# GOAL OF THE EXERCISE:
Copy out each line of the entries below that contains the string "Give". Letter case matters.

# INPUT MATERIAL:
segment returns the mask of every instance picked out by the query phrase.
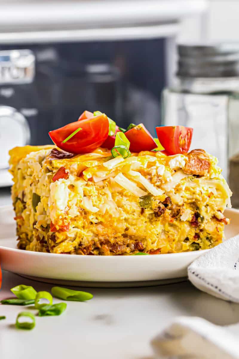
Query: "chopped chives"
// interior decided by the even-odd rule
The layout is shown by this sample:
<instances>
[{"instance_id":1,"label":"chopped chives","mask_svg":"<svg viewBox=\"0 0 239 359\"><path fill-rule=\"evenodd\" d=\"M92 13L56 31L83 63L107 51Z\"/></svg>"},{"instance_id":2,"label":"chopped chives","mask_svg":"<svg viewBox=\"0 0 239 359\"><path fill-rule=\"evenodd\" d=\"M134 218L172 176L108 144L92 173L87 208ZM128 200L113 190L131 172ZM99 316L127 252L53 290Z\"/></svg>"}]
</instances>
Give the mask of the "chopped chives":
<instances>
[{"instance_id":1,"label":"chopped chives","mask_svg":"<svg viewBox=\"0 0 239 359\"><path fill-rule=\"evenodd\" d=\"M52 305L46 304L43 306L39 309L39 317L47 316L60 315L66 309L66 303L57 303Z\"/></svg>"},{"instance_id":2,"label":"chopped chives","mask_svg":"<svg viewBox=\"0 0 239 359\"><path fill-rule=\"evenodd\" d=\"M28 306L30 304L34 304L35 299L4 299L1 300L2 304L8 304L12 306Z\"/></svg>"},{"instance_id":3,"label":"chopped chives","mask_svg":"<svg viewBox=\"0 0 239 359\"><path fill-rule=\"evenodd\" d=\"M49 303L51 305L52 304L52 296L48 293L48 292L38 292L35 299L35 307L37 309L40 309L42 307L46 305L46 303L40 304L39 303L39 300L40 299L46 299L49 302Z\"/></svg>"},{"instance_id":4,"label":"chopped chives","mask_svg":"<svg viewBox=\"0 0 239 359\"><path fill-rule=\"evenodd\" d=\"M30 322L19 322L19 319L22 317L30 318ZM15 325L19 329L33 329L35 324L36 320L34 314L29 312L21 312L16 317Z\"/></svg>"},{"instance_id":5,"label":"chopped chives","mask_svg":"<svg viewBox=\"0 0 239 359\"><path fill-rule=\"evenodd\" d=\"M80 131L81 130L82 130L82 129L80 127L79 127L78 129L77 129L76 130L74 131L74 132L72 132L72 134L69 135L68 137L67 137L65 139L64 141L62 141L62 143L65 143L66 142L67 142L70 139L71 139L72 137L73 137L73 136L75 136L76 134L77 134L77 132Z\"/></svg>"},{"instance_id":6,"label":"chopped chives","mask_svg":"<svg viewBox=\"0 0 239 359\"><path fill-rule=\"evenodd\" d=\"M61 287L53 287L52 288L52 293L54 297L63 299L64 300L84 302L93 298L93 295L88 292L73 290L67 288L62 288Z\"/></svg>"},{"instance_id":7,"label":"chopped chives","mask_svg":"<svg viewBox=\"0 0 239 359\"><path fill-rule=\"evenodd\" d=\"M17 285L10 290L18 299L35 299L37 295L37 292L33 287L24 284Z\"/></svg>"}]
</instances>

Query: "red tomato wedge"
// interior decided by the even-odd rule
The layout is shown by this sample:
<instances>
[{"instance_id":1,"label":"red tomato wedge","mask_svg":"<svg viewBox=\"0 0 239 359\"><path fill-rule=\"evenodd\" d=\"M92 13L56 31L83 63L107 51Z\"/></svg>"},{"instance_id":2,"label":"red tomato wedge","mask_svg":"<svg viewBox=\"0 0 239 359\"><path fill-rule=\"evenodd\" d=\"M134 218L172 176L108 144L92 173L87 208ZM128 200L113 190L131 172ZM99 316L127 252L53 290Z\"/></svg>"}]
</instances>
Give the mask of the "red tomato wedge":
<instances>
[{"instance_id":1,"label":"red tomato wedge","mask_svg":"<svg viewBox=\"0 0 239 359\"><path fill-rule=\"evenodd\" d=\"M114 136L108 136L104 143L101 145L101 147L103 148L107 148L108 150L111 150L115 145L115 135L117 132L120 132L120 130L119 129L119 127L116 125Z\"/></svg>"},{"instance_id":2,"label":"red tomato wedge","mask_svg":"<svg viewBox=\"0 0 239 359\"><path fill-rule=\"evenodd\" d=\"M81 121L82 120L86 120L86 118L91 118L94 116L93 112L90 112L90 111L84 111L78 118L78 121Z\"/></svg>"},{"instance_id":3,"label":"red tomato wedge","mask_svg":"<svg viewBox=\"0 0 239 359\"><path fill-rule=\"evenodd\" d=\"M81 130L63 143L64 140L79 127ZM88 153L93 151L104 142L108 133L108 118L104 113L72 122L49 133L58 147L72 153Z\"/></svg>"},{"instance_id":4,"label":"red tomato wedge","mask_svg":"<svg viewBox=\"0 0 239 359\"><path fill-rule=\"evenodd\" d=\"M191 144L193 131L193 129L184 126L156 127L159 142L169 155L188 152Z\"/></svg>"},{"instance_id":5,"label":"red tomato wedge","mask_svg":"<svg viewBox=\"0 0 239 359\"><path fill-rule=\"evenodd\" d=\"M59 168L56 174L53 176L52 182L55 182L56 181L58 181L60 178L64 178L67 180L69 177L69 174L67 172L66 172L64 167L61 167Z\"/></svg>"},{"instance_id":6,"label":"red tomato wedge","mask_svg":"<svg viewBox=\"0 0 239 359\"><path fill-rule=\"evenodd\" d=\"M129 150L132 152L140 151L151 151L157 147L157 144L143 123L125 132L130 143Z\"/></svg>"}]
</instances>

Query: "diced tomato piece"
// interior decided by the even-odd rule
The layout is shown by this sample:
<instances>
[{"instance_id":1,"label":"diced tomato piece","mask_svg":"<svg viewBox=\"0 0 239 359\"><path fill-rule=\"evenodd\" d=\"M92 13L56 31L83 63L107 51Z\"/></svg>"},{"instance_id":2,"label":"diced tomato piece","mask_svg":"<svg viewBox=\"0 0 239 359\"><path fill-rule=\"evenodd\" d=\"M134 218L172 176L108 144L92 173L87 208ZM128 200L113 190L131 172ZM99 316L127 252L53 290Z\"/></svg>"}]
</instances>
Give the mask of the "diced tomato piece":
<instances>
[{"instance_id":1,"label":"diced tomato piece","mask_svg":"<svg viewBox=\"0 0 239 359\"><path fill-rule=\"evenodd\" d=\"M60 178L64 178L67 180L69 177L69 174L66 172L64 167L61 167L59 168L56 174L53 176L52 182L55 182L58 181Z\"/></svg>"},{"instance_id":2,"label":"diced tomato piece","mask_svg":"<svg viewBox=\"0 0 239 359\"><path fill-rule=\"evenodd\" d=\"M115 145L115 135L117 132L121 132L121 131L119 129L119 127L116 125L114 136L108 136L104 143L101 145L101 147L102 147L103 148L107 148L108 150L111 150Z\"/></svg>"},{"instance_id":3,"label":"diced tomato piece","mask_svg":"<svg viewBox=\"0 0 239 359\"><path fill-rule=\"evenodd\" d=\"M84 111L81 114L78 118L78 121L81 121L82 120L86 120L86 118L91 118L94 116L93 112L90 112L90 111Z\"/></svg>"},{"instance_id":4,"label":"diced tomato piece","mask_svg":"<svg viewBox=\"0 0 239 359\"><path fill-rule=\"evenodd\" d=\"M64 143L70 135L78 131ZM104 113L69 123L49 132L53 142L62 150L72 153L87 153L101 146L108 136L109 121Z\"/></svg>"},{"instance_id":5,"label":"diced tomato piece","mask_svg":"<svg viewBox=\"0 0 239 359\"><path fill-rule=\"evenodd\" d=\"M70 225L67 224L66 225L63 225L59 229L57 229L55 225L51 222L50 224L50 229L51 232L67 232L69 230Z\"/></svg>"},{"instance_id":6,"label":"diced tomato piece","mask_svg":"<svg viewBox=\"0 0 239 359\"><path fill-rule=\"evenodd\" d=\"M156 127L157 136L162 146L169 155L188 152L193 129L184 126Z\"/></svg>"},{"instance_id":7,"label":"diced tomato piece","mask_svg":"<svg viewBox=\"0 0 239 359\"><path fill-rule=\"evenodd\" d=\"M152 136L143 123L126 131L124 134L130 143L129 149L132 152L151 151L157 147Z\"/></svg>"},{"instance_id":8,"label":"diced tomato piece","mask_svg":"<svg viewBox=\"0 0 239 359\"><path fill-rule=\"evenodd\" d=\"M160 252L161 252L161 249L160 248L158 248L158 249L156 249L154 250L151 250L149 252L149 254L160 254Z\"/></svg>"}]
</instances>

# THE RESPONSE:
Give the mask of the "chopped chives":
Give the mask of the "red tomato wedge":
Give the mask of the "diced tomato piece":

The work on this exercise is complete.